◆ Extract to read
────────────────

2018 House Watch: Nothing is Settled and the GOP Could Still Win
“The big question right now, however, is enthusiasm.”
According to conventional wisdom, Democrats are going to win the House of Representatives next week. Historically, the party that controls the White House loses control of Congress in the midterms. But these are not conventional times and anything could happen.
Democrats and their friends in media have been essentially wish-casting about a ‘blue wave’ for months. A Democrat talks about it, then the media reports on it and more Democrats talk about it. Rinse and repeat as necessary.
In reality, know one knows what’s going to happen on election day. Even in blue California, the unofficial home of the so-called resistance, there is fierce competition.
John Wildermuth reports at the San Francisco Chronicle:
In key California House races, Republicans are turning out early and big
With the midterm elections just days away, there’s little indication that California is seeing a “blue wave” of Democratic votes, at least in the early returns of vote-by-mail ballots — and in some key races that will help determine control of the House, Republican voter response has been strong.
There are still a lot more ballots to come in, cautioned Paul Mitchell, vice president of Political Data Inc., which supplies voter information to a variety of political campaigns. But so far, according to a mail ballot tracker he runs, Republican votes are keeping pace with the number of Democratic ballots.
“Looking at the comparable numbers, the statewide mail ballot returns at this point are running about 40 percent higher than the primary, 1.7 million to 1.2 million,” he said…
But the boost might not be helping Democrats. In the Walters vs. Porter race, for example, Democrats made up 31 percent of those who received mail ballots, while Republicans made up 37 percent. As of Monday, however, the total number of ballots coming back favored Republicans, 45 percent to 31 percent.

────────────────

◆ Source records
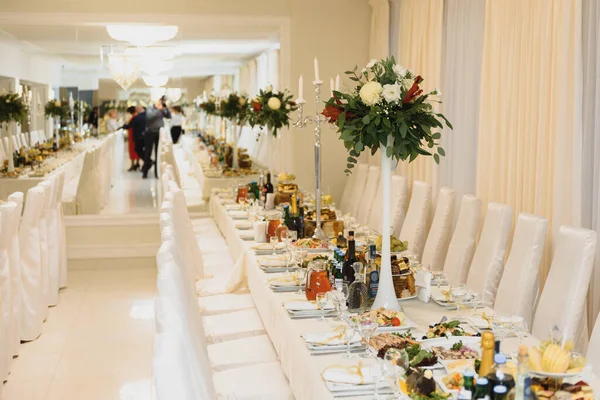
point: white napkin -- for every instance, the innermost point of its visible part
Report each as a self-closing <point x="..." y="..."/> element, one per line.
<point x="329" y="338"/>
<point x="423" y="283"/>
<point x="353" y="374"/>
<point x="260" y="232"/>
<point x="272" y="261"/>
<point x="270" y="204"/>
<point x="305" y="306"/>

────────────────

◆ Given request
Transcribe the article on the 2018 House races above, from "Democrats and their" up to and including "is fierce competition.".

◆ Output for this task
Democrats and their friends in media have been essentially wish-casting about a ‘blue wave’ for months. A Democrat talks about it, then the media reports on it and more Democrats talk about it. Rinse and repeat as necessary.
In reality, know one knows what’s going to happen on election day. Even in blue California, the unofficial home of the so-called resistance, there is fierce competition.